**PROVIDED ENTRIES:**
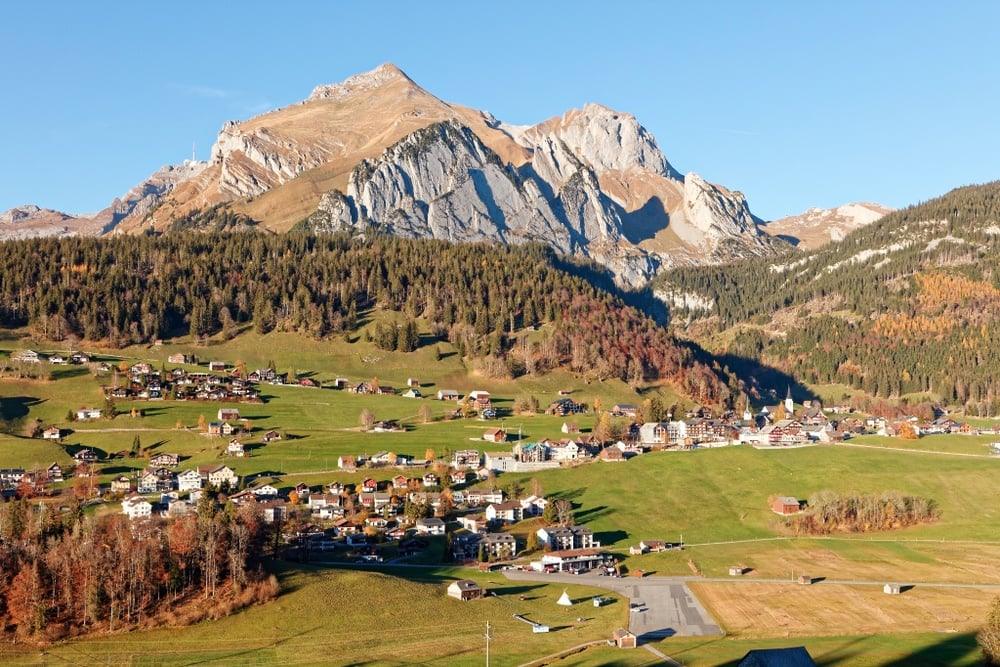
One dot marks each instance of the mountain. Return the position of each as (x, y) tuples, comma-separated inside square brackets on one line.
[(819, 226), (378, 152), (908, 306)]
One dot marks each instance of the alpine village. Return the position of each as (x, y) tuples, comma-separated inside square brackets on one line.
[(389, 381)]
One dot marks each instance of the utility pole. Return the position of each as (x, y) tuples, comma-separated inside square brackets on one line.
[(488, 644)]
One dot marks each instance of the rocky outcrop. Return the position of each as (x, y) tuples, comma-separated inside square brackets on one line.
[(819, 226)]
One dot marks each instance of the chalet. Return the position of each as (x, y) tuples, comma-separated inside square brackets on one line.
[(478, 497), (85, 456), (567, 537), (612, 455), (508, 512), (474, 523), (465, 589), (564, 406), (374, 500), (235, 448), (273, 511), (431, 526), (136, 507), (465, 458), (54, 473), (785, 505), (499, 545), (495, 435), (189, 480), (25, 356), (570, 428), (165, 460), (623, 638), (122, 484), (624, 410)]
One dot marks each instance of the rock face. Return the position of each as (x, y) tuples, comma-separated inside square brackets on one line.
[(378, 152), (819, 226)]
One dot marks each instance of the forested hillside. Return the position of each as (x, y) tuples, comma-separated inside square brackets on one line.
[(907, 305), (511, 309)]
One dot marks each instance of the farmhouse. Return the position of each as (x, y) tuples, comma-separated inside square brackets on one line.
[(465, 589), (785, 505)]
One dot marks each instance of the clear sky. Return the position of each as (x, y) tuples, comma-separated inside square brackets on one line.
[(796, 104)]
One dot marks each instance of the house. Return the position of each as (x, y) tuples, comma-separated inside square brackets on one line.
[(189, 480), (612, 454), (219, 475), (85, 456), (465, 458), (508, 512), (474, 523), (623, 638), (624, 410), (465, 589), (431, 526), (54, 473), (495, 435), (796, 656), (136, 507), (562, 538), (121, 484), (499, 545), (570, 428), (165, 460), (785, 505)]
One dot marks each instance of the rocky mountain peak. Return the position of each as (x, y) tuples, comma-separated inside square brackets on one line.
[(359, 83)]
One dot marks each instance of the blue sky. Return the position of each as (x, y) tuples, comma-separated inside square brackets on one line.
[(796, 104)]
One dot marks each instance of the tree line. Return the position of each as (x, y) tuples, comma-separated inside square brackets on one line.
[(64, 573), (509, 308)]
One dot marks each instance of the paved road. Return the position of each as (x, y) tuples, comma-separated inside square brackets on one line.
[(659, 606)]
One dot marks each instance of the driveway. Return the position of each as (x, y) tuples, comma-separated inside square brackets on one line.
[(658, 606)]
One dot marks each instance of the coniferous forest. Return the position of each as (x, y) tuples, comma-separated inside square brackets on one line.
[(905, 306), (512, 309)]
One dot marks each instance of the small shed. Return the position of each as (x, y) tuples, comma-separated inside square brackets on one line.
[(623, 638), (465, 589), (785, 505)]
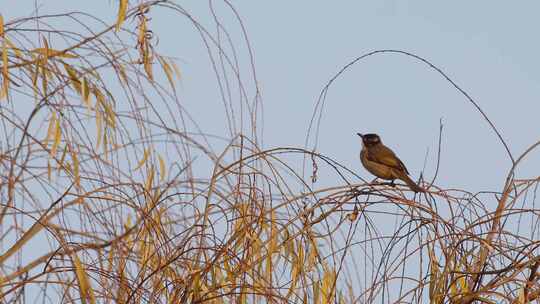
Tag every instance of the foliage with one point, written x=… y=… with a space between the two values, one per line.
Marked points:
x=104 y=195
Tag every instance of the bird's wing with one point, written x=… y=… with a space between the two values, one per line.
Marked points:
x=385 y=156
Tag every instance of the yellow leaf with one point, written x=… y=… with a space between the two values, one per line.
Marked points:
x=50 y=129
x=1 y=26
x=57 y=137
x=72 y=73
x=162 y=169
x=5 y=75
x=521 y=296
x=149 y=180
x=122 y=10
x=76 y=169
x=144 y=159
x=86 y=93
x=168 y=71
x=87 y=294
x=48 y=52
x=148 y=69
x=99 y=127
x=176 y=69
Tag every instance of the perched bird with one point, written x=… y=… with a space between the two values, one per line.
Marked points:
x=382 y=162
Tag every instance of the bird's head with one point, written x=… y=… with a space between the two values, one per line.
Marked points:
x=370 y=139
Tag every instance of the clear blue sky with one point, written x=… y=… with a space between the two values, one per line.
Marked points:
x=489 y=48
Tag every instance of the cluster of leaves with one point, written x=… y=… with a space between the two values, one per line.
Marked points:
x=102 y=201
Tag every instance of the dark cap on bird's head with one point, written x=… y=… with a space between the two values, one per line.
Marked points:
x=370 y=138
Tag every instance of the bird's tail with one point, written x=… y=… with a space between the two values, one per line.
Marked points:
x=414 y=187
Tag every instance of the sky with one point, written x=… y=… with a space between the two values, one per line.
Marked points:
x=488 y=48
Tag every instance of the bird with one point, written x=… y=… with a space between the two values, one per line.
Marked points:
x=382 y=162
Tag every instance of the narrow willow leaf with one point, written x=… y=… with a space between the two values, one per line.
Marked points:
x=122 y=10
x=144 y=159
x=162 y=169
x=85 y=290
x=57 y=137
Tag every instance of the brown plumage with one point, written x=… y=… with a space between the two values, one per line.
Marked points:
x=382 y=162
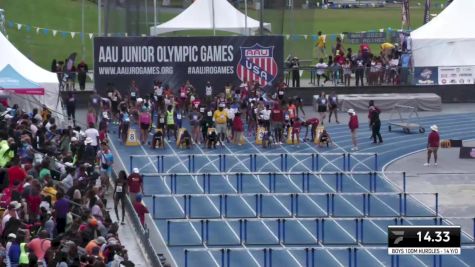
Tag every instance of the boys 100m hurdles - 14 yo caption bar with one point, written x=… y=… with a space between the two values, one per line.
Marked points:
x=424 y=240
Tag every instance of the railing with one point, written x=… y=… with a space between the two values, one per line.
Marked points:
x=251 y=159
x=390 y=75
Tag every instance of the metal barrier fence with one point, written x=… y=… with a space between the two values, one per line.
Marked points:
x=272 y=177
x=251 y=160
x=317 y=231
x=226 y=254
x=365 y=205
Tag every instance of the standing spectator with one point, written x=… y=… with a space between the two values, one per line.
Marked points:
x=333 y=107
x=135 y=183
x=321 y=46
x=145 y=120
x=208 y=93
x=264 y=116
x=375 y=124
x=14 y=252
x=359 y=71
x=95 y=102
x=93 y=133
x=15 y=173
x=71 y=108
x=238 y=128
x=170 y=119
x=277 y=119
x=40 y=245
x=313 y=124
x=61 y=209
x=433 y=144
x=106 y=159
x=321 y=68
x=195 y=119
x=353 y=125
x=120 y=194
x=322 y=105
x=347 y=73
x=133 y=92
x=220 y=117
x=294 y=65
x=140 y=208
x=82 y=74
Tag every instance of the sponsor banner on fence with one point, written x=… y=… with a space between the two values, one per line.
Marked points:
x=174 y=60
x=456 y=75
x=366 y=38
x=425 y=75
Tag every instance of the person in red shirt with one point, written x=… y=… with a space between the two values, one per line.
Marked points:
x=313 y=123
x=277 y=120
x=238 y=128
x=296 y=130
x=135 y=183
x=353 y=125
x=433 y=144
x=140 y=208
x=15 y=172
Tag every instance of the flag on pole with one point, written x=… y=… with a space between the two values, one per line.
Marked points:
x=427 y=11
x=406 y=20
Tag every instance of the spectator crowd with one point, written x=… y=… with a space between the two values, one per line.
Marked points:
x=53 y=182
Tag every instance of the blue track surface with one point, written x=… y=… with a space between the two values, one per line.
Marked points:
x=264 y=219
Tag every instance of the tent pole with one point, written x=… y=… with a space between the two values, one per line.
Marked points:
x=214 y=23
x=261 y=19
x=245 y=21
x=154 y=12
x=99 y=18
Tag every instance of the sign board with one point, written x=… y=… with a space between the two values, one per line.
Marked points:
x=467 y=153
x=456 y=75
x=132 y=138
x=365 y=38
x=174 y=60
x=425 y=75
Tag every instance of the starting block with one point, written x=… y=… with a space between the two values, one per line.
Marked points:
x=132 y=138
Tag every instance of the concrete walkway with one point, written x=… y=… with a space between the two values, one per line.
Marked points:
x=453 y=179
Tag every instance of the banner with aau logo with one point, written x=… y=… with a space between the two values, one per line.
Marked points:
x=174 y=60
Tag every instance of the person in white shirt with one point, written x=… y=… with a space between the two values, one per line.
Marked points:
x=320 y=71
x=93 y=133
x=208 y=92
x=265 y=117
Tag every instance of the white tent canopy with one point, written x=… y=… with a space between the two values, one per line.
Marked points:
x=28 y=69
x=210 y=15
x=448 y=39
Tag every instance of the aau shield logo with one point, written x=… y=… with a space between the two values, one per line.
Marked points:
x=257 y=64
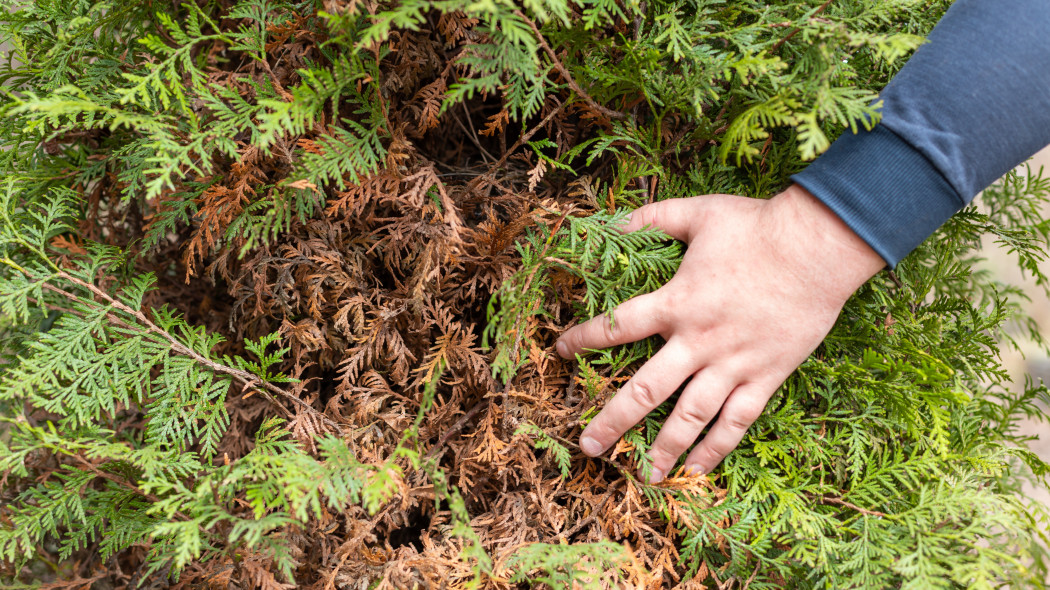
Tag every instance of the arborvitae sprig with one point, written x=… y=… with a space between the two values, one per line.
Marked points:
x=339 y=199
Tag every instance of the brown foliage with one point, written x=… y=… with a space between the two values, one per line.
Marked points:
x=387 y=287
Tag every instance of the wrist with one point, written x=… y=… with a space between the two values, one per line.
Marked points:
x=821 y=248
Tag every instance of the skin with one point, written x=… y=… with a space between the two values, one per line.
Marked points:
x=760 y=286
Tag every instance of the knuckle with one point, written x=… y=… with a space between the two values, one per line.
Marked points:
x=646 y=214
x=663 y=457
x=741 y=419
x=609 y=325
x=645 y=393
x=709 y=456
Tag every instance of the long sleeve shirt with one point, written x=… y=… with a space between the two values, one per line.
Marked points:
x=970 y=104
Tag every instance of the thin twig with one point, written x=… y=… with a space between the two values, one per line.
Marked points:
x=247 y=379
x=455 y=428
x=590 y=518
x=521 y=141
x=122 y=482
x=795 y=30
x=838 y=501
x=608 y=112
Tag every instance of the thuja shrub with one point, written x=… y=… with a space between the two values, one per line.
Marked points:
x=280 y=283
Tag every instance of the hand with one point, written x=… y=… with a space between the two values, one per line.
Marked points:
x=760 y=286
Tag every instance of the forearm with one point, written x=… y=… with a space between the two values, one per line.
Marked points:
x=970 y=105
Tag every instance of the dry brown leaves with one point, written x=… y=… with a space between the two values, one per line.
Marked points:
x=382 y=290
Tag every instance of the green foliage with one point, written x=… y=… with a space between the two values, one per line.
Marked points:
x=561 y=455
x=613 y=266
x=588 y=566
x=891 y=459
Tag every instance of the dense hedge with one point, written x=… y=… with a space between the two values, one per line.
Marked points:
x=280 y=283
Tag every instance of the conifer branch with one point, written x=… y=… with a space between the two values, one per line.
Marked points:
x=840 y=502
x=594 y=105
x=796 y=30
x=247 y=379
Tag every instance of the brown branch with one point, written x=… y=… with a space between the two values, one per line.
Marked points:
x=455 y=428
x=608 y=112
x=247 y=379
x=840 y=502
x=589 y=519
x=795 y=30
x=521 y=141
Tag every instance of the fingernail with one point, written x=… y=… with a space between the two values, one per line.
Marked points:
x=590 y=446
x=563 y=349
x=655 y=476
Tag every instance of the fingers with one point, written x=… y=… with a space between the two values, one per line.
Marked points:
x=653 y=383
x=740 y=409
x=676 y=217
x=698 y=404
x=633 y=319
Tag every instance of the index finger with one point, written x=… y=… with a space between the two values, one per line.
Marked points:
x=650 y=386
x=632 y=320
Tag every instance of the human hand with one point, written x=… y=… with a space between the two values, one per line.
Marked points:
x=760 y=286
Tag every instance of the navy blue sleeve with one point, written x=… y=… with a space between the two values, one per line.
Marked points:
x=970 y=104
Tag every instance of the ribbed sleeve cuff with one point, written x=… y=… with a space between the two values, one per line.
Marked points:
x=884 y=189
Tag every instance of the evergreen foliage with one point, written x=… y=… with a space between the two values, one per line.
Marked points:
x=279 y=282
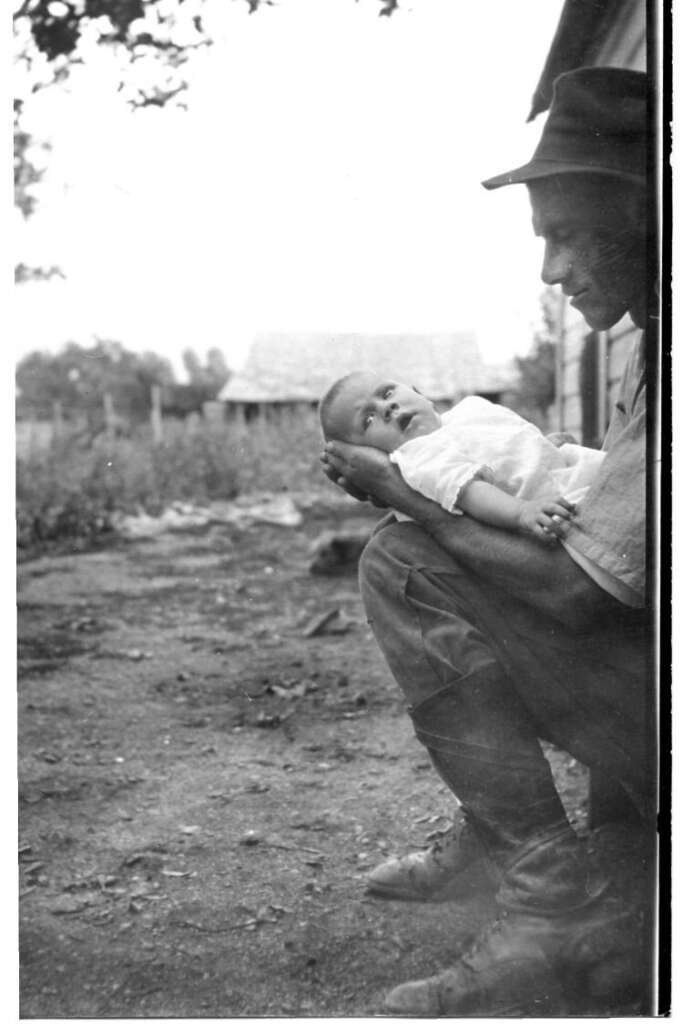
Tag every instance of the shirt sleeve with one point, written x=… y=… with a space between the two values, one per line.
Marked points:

**DESCRIPTION OF THE TASK:**
Reproduce every line in the data that has the word "bird" in it.

**EXPECTED ANSWER:**
Tag every instance of the bird's wing with one point, written x=… y=… with a space between the two values, one per line.
Tag every instance of the perched bird with one point, written x=… y=… with a space between the two values, one per line.
Tag every instance of the bird's head with one point, written x=… y=… with a space between the two values, one per line.
Tag every instance of the dark cap on bird's head with one point, written x=… y=… with a space between the two values, one per line.
Tag every instance of the bird's tail with one point, written x=… y=… with a space between the two values, one per line.
Tag every instance of the bird with one point, written x=… y=… with a space between the two values, one per line.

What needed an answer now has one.